■ Consignes de travail: D'après l'article sur les attaques contre les politiciens en Allemagne, pourquoi l'agression subie par Béla Mokrys n'est-elle pas un simple fait divers ? Répondez en une à trois phrases.

■ Document:

=====

Attaques contre les politiciens : un sport national en Allemagne

Allemagne – La semaine dernière deux hommes s’en sont pris physiquement et à deux reprises à Béla Mokrys, membre du conseil d’un district de Hanovre dans lequel il représente le parti Alliance/les Verts. Cet événement est tout sauf un banal fait divers car il s’inscrit dans une logique de violence dont cette formation n’est hélas pas la seule à payer un lourd tribut.

L’ancien ministre de l’environnement de Gerhard Schrödern Jürgen Trittin, ici badigeonné de crème couleur sang, a souvent été victime de violences.

En effet, les données rendues publiques par l’Office Fédéral en charge de la criminalité, révèle que l’an dernier 5.316 délits ont été enregistrés, ce qui signifie qu’il ne s’est pas passé de jour sans que 14,5 actes malveillants n’aient eu lieu. Les autorités scindent les délits en trois catégories, les attaques verbales ou physiques contre des personnes, la détérioration de locaux et permanences et le vandalisme de panneaux d’affichage. Le plus inquiétant provient du fait que c’est la première d’entre elles qui représente, avec 2.790 faits signalés ou plaintes enregistrées, la majorité (52,5%) des infractions. Dans ce pourcentage peu vertueux, l’Allianz/les Verts a le triste privilège avec 1.219 actes répréhensibles (43,7%) de s’arroger la part du gâteau, loin devant le parti-social démocrate (420) et le FDP (194), ce qui porte à 1.833 (65,6%) le nombre d’attaques dont ont été victimes les représentants des trois formations actuellement au pouvoir. Le parti d’extrême-droite AfD arrive en seconde position derrière les Verts avec 478 délits (17,1%). La violence dont sont victimes les représentants du peuple n’est pas un phénomène nouveau. Elle avait atteint son sommet le 1er juin 2019, lors de l’assassinat du président chrétien-démocrate du district de Cassel, Walter Lübcke, perpétré par un ancien membre du parti néo-nazi NPD et plusieurs fois condamné pour des actes racistes. Quelques mois après ce meurtre très médiatisé, le Bundestag adopta une série de lois contre la haine et incitation à la haine. Par ailleurs il fut décidé d’élargir l’article 188 du code pénal afin de protéger les personnes de la vie politique contre la diffamation et la calomnie qui sont les deux premiers maillons de la chaîne.

=====

■ Extraits des données:
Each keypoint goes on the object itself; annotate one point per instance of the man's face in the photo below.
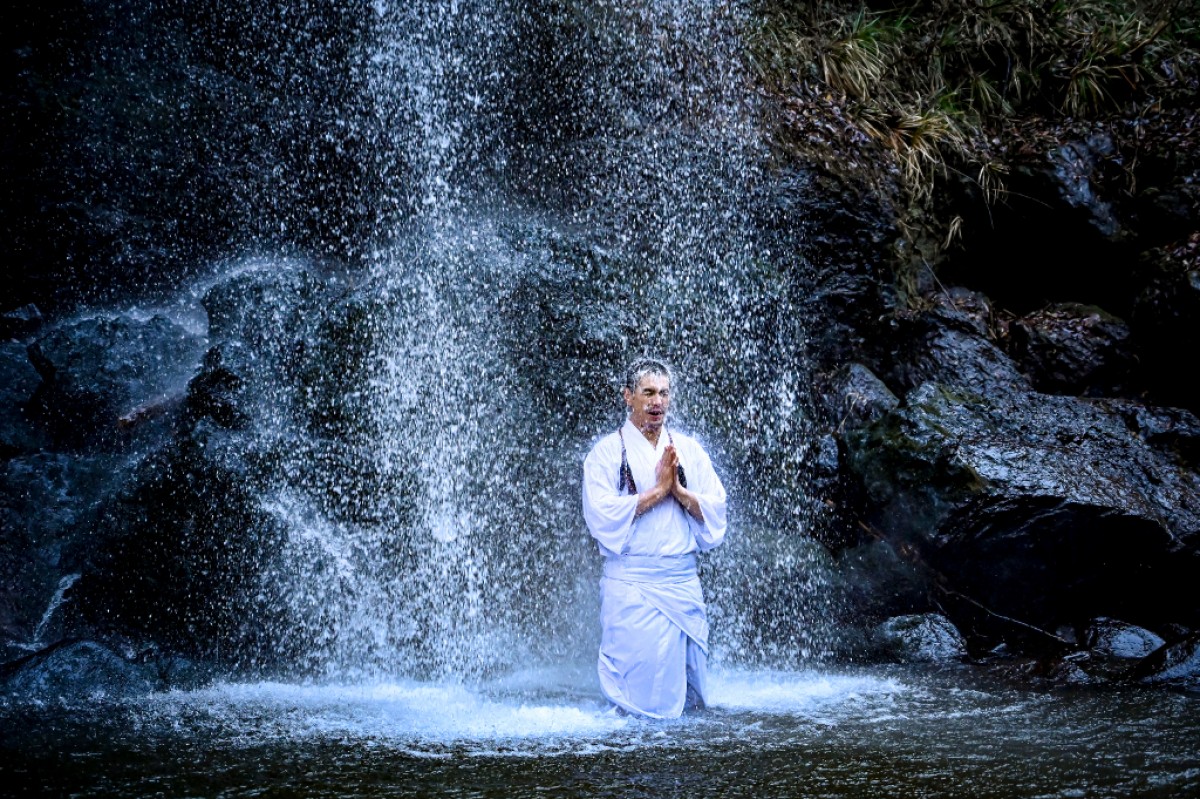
(648, 403)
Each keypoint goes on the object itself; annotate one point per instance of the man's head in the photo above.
(648, 394)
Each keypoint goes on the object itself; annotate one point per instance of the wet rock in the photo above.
(922, 638)
(856, 396)
(1044, 509)
(97, 371)
(1072, 348)
(1074, 167)
(21, 322)
(76, 671)
(965, 308)
(1165, 314)
(49, 505)
(1176, 665)
(1173, 431)
(18, 380)
(219, 390)
(1114, 638)
(946, 347)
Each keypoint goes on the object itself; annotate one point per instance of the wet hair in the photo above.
(643, 366)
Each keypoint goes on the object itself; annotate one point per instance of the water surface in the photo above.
(543, 732)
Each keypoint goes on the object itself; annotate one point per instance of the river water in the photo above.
(871, 732)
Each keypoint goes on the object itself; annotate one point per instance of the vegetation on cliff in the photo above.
(913, 97)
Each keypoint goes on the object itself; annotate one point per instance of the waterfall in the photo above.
(563, 190)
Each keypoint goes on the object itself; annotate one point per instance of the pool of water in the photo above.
(823, 733)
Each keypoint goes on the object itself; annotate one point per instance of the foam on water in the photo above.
(540, 712)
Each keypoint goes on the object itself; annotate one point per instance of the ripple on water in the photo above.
(511, 719)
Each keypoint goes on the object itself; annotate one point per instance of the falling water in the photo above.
(439, 532)
(558, 188)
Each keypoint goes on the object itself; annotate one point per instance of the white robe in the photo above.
(654, 642)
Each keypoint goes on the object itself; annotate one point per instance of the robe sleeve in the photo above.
(607, 512)
(703, 482)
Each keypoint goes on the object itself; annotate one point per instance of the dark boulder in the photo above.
(49, 505)
(75, 671)
(101, 371)
(922, 638)
(1165, 318)
(1176, 665)
(1036, 510)
(1071, 348)
(1115, 638)
(18, 380)
(945, 346)
(21, 322)
(855, 396)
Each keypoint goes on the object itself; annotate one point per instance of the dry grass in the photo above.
(931, 80)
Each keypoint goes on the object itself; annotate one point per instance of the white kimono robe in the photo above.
(654, 642)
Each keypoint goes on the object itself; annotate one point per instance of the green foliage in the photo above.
(940, 85)
(928, 78)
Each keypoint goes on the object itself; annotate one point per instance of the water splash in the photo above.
(433, 505)
(64, 586)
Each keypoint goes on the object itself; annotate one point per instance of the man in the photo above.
(652, 500)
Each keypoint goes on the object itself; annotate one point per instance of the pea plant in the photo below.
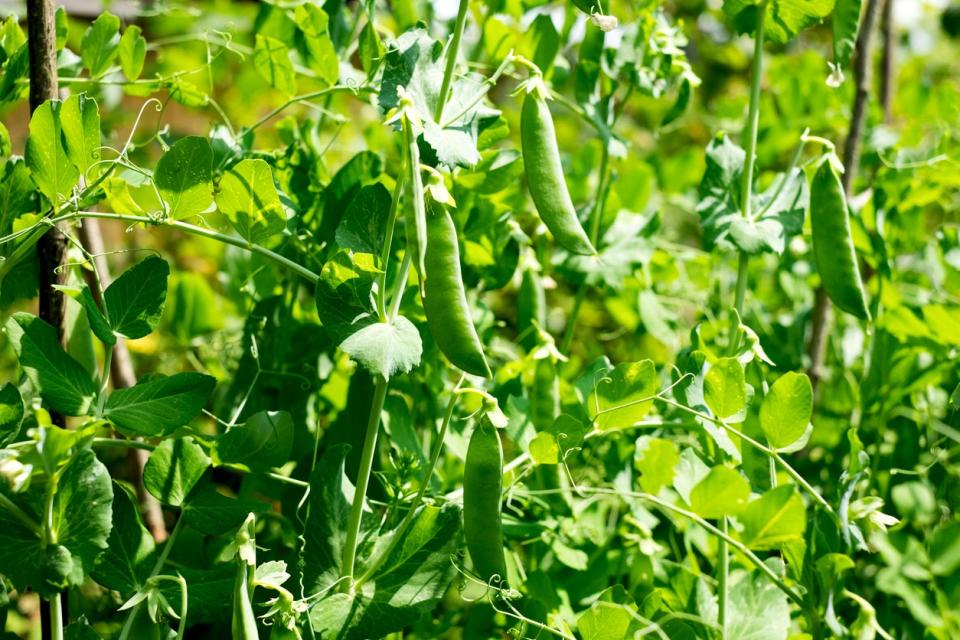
(589, 320)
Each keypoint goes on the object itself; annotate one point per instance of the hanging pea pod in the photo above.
(541, 160)
(531, 309)
(444, 299)
(243, 622)
(833, 249)
(482, 486)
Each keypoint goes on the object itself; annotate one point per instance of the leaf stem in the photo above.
(348, 563)
(452, 53)
(404, 525)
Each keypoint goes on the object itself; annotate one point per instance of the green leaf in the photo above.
(135, 300)
(385, 348)
(248, 197)
(784, 18)
(343, 294)
(11, 413)
(725, 388)
(100, 42)
(133, 52)
(159, 404)
(264, 441)
(61, 381)
(363, 226)
(722, 492)
(411, 579)
(80, 121)
(210, 512)
(656, 459)
(183, 177)
(775, 519)
(846, 26)
(271, 59)
(758, 610)
(612, 616)
(173, 469)
(81, 518)
(98, 323)
(786, 410)
(624, 395)
(129, 557)
(321, 54)
(50, 166)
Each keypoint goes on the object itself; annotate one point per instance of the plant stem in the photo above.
(363, 479)
(596, 216)
(197, 231)
(452, 52)
(404, 525)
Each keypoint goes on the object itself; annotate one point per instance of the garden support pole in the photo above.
(42, 48)
(123, 376)
(820, 320)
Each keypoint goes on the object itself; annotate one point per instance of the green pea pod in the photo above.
(444, 300)
(833, 250)
(482, 480)
(541, 160)
(531, 309)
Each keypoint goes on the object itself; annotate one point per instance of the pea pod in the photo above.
(482, 479)
(833, 250)
(444, 300)
(541, 160)
(531, 308)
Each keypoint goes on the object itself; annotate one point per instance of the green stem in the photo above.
(596, 217)
(388, 243)
(56, 617)
(197, 231)
(452, 53)
(401, 530)
(363, 479)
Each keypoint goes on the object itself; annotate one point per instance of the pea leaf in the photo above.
(725, 388)
(411, 579)
(159, 404)
(133, 52)
(656, 459)
(129, 556)
(264, 441)
(183, 177)
(385, 348)
(786, 410)
(784, 18)
(80, 120)
(173, 470)
(248, 197)
(722, 492)
(364, 223)
(271, 59)
(757, 609)
(61, 381)
(11, 413)
(81, 516)
(46, 156)
(775, 519)
(313, 23)
(100, 42)
(624, 395)
(210, 512)
(134, 301)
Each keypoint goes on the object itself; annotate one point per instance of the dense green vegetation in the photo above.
(472, 320)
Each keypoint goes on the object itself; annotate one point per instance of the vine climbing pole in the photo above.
(42, 34)
(821, 320)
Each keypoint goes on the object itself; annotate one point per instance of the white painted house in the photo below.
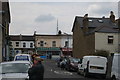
(22, 44)
(107, 41)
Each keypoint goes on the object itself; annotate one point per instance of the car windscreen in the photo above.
(15, 68)
(21, 58)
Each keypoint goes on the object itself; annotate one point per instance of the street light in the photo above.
(67, 42)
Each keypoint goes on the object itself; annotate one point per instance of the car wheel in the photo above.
(113, 77)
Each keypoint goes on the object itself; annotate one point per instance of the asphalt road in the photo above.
(52, 72)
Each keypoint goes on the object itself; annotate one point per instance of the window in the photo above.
(53, 43)
(41, 43)
(110, 39)
(17, 44)
(31, 45)
(66, 43)
(24, 44)
(10, 44)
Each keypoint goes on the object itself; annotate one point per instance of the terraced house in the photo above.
(4, 29)
(91, 34)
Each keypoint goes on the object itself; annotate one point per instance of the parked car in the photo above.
(72, 64)
(95, 65)
(23, 57)
(15, 70)
(115, 72)
(60, 61)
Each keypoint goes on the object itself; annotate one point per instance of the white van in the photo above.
(23, 57)
(115, 72)
(93, 65)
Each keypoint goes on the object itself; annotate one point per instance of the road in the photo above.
(52, 72)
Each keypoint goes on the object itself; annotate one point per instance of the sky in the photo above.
(42, 17)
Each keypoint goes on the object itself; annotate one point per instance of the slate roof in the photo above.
(97, 24)
(105, 29)
(22, 38)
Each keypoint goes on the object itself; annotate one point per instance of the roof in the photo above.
(99, 24)
(21, 37)
(105, 29)
(96, 22)
(54, 35)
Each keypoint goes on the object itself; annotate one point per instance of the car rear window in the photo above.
(22, 58)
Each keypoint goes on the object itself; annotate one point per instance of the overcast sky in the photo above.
(27, 17)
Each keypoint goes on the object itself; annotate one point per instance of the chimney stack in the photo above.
(85, 23)
(112, 17)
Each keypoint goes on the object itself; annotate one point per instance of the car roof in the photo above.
(15, 62)
(22, 54)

=====

■ Réponse attendue: L'agression de Béla Mokrys n'est pas un banal fait divers parce qu'elle s'inscrit dans une logique de violence plus large. Le parti Alliance/les Verts, qu'il représente, n'est d'ailleurs pas la seule formation à en payer un lourd tribut.